SOURCE EXTRACT
----------------------------------------

Engineering rule: sort prompt sections from most stable to most volatile. Never inject a timestamp at the top. Never reorder tool definitions between calls.

Semantic cache: when it's a trap

Don't use semantic cache for personalized, account-specific, or time-sensitive answers without per-tenant namespaces.
Don't set similarity threshold too low — false positives serve wrong answers and erode trust.
Do log every cache hit's similarity score and sample audit a slice weekly.
Do invalidate by content-hash when source documents change.

07Context & Prompt Compression

Context length is the second-biggest token lever after model choice. The discipline: send the minimum context needed for a correct answer, no more.

The compression toolbox

Technique	How it works	Typical reduction	Risk
Chunk + retrieve top-k	RAG instead of stuffing	70–95%	Recall loss if k too small
Reranking with cap	Keep top-k after rerank, hard-cap chars	30–60%	Reranker latency & cost
Summarize-then-prompt	Small model summarizes long docs once, cache summary	60–90%	Summary may drop critical detail
Sliding/decay memory	Drop or summarize older turns	40–80% on chat	Loss of long-range coherence
Structured extraction first	Convert docs to JSON, pass JSON	50–80%	Schema drift
Prompt minification	Remove filler, redundant instructions	10–25%	Quality regressions if over-pruned
Output schema constraints	Force concise structured output	30–70% on output	Need robust parsers
Stop sequences & max_tokens	Bound runaway generations	variable	Truncation

The asymmetry: output tokens cost more

On most APIs, output tokens are 3–5× the price of input. Yet engineers focus on shrinking input. Equally important:

Constrain output with a strict JSON/XML schema; reject and retry only with stronger constraints.

----------------------------------------

INFORMATION SHOWN
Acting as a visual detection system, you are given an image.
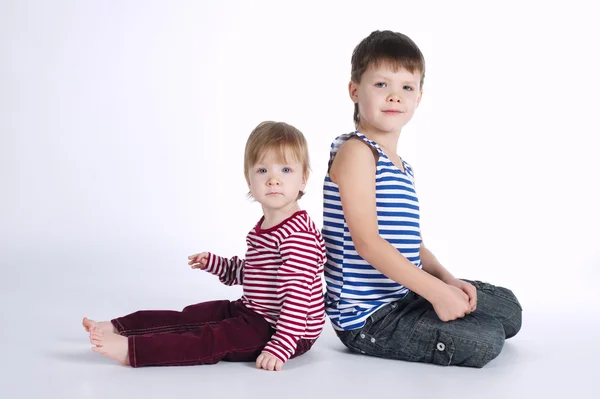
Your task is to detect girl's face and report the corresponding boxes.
[248,152,306,210]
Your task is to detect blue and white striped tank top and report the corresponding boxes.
[322,131,421,330]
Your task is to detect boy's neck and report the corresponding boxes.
[358,125,401,153]
[260,205,300,230]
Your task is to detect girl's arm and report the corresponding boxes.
[329,139,470,321]
[419,241,455,283]
[204,252,244,285]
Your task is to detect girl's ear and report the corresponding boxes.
[348,81,358,104]
[417,90,423,107]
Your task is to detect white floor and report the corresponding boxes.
[0,256,600,399]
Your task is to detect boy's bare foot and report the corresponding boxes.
[90,328,129,366]
[81,317,119,336]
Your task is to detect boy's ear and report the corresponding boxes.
[417,90,423,107]
[348,81,358,104]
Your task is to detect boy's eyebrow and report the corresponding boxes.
[373,72,419,83]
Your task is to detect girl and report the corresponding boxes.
[83,122,326,371]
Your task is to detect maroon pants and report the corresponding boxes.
[111,300,314,367]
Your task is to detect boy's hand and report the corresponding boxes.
[188,252,208,269]
[256,352,283,371]
[431,284,471,321]
[446,278,477,312]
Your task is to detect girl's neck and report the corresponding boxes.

----------------------------------------

WORK TASK 1
In the LLM token-cost excerpt, reproduce everything from "Semantic cache: when" down to "and erode trust.".
WORK TASK 2
According to the LLM token-cost excerpt, why should the semantic cache similarity threshold not be set too low? Answer in one to three sentences.
WORK TASK 3
Continue the LLM token-cost excerpt from where it stops.

RESPONSE BOX 1
Semantic cache: when it's a trap

Don't use semantic cache for personalized, account-specific, or time-sensitive answers without per-tenant namespaces.
Don't set similarity threshold too low — false positives serve wrong answers and erode trust.

RESPONSE BOX 2
A threshold set too low produces false positives. The cache then serves wrong answers, which erodes trust.

RESPONSE BOX 3
Use max_tokens as a hard guardrail, not a hope.
Discourage chain-of-thought in the visible answer unless a thinking budget is genuinely needed; if it is, use a separate thinking budget and don't include scratchpad in the final shown text.
For listy answers, ask explicitly for "3 bullets, ≤ 12 words each."

Heuristic: if your average output is > 800 tokens, you almost certainly have either over-broad prompts or a UX that rewards verbosity. Both are fixable.

08RAG Cost Optimization

RAG looks cheap because each call is small, but at scale embedding, storage, retrieval, and rerank fees stack. Worse, naive RAG inflates prompt size and the model bill it was meant to reduce.

Figure 5 — Six RAG stages; the highest-leverage levers are usually steps 4 (rerank cap) and 5 (model tier).

RAG cost anti-patterns

Embedding the whole corpus every nightly run. Use content hashes; re-embed only changed chunks.
Top-k = 20 by default. Measure recall; most workloads peak at 4–8.
1536-dim embeddings for short SKU descriptions. Use a smaller model and dimension.
Per-request reranking with a frontier model. Use a dedicated cross-encoder.
No tenant scoping. Larger index = more recall noise + more tokens fed in.

09Agentic Cost Control

Agents are the most dangerous cost category because their cost is unbounded by default. A single user query can trigger dozens of model calls, tool calls, and retries. Naïve loops have killed budgets overnight.

The five non-negotiable bounds

1. Step budget

Hard cap on tool/LLM iterations per session (e.g., 10). Exceeding it terminates the loop and returns a graceful error or a checkpoint.

2. Token budget

Cumulative token budget per session, enforced by the runtime — not by the model's good intentions.

3. Dollar budget

Hard per-tenant and per-feature daily spend cap; breaching it returns 429 + alert.

4. Loop detector

Detect identical or near-identical tool calls; break with diagnostic.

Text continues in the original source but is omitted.